▸ **Input**:
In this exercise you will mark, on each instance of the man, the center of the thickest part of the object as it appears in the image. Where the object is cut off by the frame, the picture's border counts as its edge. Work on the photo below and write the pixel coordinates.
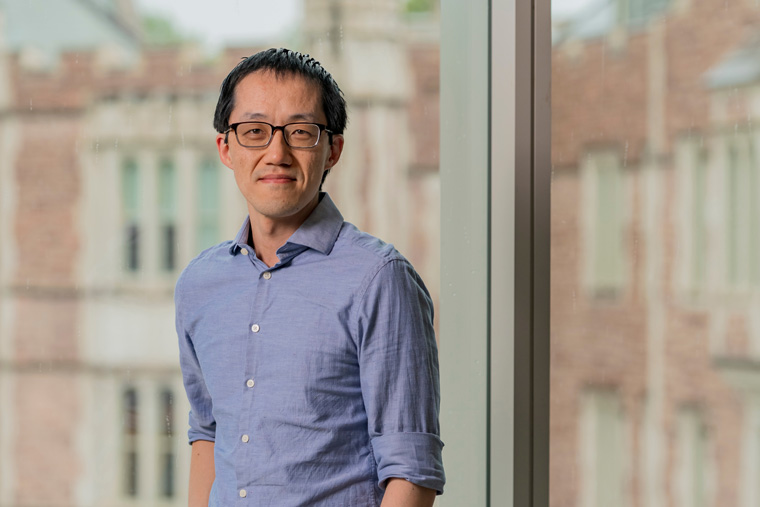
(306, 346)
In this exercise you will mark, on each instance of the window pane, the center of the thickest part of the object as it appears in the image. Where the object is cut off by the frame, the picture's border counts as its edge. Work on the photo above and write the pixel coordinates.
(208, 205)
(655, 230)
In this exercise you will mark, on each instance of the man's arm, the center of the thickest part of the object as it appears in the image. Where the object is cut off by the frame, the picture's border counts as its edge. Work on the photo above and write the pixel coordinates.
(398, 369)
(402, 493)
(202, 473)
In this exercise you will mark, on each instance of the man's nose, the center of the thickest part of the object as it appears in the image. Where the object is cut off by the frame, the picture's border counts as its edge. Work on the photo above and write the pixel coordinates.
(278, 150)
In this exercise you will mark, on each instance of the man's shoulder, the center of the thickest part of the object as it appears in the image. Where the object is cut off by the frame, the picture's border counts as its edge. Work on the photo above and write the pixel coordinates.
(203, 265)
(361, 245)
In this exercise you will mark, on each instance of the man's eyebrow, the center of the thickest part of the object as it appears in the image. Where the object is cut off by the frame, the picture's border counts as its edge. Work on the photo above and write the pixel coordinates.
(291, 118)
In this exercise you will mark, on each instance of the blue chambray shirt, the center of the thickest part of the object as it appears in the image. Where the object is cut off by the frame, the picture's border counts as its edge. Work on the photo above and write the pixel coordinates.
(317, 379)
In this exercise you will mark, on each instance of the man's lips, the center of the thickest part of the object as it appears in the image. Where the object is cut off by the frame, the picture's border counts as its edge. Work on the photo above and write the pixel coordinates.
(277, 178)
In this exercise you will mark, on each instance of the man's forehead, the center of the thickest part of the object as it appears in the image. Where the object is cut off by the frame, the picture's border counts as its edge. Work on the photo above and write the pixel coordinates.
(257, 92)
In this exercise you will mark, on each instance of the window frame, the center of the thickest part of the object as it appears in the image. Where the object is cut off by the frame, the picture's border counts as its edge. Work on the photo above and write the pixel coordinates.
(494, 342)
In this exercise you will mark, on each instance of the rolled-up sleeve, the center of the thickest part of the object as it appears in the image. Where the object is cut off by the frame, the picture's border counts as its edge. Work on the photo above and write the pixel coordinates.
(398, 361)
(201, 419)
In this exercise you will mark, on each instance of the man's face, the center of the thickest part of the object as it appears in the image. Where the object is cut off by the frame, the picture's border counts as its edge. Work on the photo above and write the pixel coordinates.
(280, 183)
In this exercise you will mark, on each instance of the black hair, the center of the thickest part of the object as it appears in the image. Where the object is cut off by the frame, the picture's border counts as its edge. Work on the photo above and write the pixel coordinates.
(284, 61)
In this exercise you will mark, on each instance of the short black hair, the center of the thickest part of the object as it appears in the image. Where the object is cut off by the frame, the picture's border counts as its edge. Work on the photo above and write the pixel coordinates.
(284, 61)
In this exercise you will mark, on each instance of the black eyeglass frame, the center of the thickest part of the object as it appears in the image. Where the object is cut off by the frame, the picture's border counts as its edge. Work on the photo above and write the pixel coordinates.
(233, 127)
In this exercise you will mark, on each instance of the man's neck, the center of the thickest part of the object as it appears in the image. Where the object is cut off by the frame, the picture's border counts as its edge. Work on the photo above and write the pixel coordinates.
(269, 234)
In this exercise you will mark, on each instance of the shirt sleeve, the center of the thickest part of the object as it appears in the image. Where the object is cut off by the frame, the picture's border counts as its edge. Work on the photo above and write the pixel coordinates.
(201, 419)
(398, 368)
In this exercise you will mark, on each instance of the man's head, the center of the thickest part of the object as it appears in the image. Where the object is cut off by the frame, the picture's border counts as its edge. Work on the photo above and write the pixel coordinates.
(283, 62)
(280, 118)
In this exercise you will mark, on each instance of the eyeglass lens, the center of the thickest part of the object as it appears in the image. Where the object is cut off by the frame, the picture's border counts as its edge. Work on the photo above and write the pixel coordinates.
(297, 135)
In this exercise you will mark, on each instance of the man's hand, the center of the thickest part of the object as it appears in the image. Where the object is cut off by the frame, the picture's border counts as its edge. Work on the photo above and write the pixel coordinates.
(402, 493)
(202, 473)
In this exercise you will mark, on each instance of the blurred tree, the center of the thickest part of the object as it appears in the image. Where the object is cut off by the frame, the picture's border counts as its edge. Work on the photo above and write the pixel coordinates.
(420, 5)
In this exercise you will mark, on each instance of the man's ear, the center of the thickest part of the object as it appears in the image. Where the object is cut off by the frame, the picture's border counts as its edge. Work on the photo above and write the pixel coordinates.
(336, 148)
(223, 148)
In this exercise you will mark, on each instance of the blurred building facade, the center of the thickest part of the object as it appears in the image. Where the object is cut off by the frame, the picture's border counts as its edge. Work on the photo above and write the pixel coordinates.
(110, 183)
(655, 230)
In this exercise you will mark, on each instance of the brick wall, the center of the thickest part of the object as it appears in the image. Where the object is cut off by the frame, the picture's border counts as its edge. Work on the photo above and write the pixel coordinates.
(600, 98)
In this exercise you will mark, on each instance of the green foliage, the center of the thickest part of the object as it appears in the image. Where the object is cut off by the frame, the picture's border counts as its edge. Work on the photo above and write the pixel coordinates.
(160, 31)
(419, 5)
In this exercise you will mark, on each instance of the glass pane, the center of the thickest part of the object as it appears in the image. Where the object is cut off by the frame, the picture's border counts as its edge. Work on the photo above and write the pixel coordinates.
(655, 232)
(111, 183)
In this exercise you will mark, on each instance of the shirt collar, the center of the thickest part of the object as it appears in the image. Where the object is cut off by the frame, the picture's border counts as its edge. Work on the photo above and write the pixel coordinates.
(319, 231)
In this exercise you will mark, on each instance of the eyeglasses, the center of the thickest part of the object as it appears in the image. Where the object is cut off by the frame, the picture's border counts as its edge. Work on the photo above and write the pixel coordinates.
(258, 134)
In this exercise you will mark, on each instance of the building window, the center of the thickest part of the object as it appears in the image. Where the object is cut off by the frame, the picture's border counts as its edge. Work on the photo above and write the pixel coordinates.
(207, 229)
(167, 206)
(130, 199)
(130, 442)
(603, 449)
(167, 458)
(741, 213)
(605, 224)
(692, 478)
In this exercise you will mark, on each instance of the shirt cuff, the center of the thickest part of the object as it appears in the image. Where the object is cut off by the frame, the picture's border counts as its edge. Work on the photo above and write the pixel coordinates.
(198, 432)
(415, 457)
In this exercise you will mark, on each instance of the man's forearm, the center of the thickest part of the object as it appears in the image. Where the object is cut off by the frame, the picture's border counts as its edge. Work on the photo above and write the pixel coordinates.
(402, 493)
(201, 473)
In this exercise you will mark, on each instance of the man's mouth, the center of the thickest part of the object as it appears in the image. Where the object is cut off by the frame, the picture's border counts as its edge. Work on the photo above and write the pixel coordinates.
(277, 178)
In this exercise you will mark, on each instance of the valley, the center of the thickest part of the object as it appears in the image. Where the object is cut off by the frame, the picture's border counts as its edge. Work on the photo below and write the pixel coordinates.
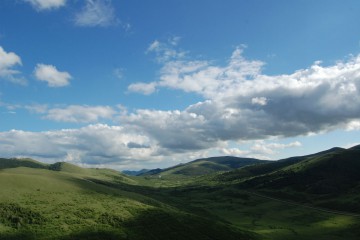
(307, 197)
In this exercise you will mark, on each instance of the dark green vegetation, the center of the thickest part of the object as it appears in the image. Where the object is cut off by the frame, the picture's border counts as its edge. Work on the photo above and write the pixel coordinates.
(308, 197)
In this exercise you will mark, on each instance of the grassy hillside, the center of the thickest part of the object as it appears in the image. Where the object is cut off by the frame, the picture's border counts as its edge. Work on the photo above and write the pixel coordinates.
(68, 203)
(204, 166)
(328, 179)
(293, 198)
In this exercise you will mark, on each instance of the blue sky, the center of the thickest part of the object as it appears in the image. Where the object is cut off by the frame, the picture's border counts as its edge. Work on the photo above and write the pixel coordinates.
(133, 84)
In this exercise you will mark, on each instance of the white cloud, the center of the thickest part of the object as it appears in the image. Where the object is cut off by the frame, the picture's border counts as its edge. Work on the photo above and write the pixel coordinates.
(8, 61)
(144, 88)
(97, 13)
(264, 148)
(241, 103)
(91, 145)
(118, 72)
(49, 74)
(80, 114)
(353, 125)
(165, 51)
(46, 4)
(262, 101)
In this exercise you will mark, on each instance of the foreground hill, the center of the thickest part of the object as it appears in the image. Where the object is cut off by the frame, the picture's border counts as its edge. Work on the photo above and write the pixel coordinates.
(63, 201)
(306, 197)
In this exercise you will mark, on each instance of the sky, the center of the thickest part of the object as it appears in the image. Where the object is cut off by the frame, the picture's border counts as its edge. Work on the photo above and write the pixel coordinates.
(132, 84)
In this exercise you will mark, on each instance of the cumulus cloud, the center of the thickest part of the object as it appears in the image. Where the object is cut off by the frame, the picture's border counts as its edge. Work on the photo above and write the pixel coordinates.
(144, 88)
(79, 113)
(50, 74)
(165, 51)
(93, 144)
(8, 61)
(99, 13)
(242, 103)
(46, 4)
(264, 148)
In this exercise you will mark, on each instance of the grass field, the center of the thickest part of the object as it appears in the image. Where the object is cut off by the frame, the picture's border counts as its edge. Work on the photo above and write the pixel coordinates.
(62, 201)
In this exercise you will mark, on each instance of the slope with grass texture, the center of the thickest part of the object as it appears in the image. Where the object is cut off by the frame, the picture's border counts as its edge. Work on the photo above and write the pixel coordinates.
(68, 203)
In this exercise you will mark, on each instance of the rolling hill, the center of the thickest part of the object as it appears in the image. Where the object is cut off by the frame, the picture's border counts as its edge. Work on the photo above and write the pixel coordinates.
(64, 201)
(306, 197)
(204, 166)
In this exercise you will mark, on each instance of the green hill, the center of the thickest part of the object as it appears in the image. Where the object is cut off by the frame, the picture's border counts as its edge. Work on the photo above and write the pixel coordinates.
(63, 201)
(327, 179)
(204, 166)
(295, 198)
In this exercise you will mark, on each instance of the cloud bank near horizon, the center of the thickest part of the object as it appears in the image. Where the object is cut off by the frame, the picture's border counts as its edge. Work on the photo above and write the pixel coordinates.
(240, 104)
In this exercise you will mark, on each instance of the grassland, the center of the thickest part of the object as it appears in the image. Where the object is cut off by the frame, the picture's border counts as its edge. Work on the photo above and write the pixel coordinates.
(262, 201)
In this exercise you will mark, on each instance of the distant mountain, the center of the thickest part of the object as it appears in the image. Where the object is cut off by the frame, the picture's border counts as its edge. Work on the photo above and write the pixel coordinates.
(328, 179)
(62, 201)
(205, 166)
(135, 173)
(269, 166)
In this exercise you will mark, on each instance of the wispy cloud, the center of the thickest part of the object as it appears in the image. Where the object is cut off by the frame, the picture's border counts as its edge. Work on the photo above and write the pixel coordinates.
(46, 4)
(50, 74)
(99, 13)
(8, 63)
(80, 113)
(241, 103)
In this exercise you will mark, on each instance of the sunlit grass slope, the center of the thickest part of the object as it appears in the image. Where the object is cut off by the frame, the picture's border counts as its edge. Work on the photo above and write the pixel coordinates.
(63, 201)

▸ **Exercise prompt**:
All lines from the one containing "of the sunlit" to the end of the records, both ends included, should be printed exactly and on their own.

▸ **Task result**:
In this exercise you will mark, on each instance of the sunlit grass slope, the center of the thickest part of the object as it appears in the image. Where the object is cut off by the frame, the picture's border counts as its edge. Work on the photo above and write the pixel coordinates.
(63, 201)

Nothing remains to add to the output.